EXTRACT:
^^^^

Garrison information
- Garrison: Air Training Command
- Occupants: AAF Basic Flying School (1941–1942) 334th Bombardment Group (Medium) (1942–1944) 3505th Pilot Training Wing (1950–1960) 3505th Technical Training Group (1960–1966)

= Greenville Air Force Base (Mississippi) =

Former US Air Force base

Greenville Army Airfield 1943 photo pictorial

Greenville Air Force Base is a former United States Air Force base in Greenville, Mississippi. It was closed as a military installation in December 1966 and redeveloped into Mid-Delta Regional Airport.

== History ==

===World War II===
In February 1940, a United States Army Air Corps site selection board picked Greenville, Mississippi, as the location of a training center for the Second Aviation Initiative. By mid-June construction at the 2000 acre, 140 building site was in full progress. The Air Corps activated Greenville Army Airfield in August 1940, only two months after construction commenced. The first aircraft arrived on 5 November. The first basic flying training class, 42-D, began on 22 December 1942 and was composed of 136 students.

^^^^

DATA:
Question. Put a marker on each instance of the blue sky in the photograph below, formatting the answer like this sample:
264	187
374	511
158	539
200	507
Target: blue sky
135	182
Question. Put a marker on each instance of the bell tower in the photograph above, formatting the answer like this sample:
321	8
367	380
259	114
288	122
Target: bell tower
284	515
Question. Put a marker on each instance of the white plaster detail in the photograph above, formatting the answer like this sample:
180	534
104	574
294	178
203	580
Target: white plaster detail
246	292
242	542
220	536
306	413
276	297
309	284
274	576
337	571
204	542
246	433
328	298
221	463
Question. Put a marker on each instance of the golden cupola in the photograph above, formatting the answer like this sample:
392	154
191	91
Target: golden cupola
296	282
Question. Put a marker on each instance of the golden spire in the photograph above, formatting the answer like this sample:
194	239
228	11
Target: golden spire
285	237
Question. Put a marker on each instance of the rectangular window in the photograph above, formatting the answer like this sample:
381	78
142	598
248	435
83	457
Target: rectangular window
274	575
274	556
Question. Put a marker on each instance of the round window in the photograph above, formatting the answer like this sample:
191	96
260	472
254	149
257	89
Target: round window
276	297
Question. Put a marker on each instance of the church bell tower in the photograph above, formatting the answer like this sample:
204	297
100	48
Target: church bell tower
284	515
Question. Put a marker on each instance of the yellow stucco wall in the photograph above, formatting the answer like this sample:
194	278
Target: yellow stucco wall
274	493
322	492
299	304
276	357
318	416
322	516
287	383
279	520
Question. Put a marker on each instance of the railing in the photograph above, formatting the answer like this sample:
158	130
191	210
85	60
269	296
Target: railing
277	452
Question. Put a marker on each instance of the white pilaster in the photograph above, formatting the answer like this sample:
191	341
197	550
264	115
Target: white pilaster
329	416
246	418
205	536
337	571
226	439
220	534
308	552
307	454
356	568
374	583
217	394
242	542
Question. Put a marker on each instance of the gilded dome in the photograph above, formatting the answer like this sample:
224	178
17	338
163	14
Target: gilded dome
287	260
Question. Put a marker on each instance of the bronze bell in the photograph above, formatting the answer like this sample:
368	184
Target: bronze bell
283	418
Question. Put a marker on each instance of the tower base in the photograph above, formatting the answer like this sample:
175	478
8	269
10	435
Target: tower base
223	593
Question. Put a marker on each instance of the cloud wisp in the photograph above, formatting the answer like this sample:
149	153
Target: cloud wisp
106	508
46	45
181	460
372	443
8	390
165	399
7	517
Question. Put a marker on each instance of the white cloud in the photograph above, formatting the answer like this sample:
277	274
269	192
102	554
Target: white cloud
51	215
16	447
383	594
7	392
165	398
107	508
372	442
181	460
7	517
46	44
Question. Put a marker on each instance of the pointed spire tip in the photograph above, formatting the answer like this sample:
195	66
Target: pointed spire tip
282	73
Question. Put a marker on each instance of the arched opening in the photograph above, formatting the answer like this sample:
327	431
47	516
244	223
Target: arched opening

^^^^

TASK PROMPT: Please state what the former base became after it closed, according to the Greenville Air Force Base text.

RESULT OF THE TASK: Mid-Delta Regional Airport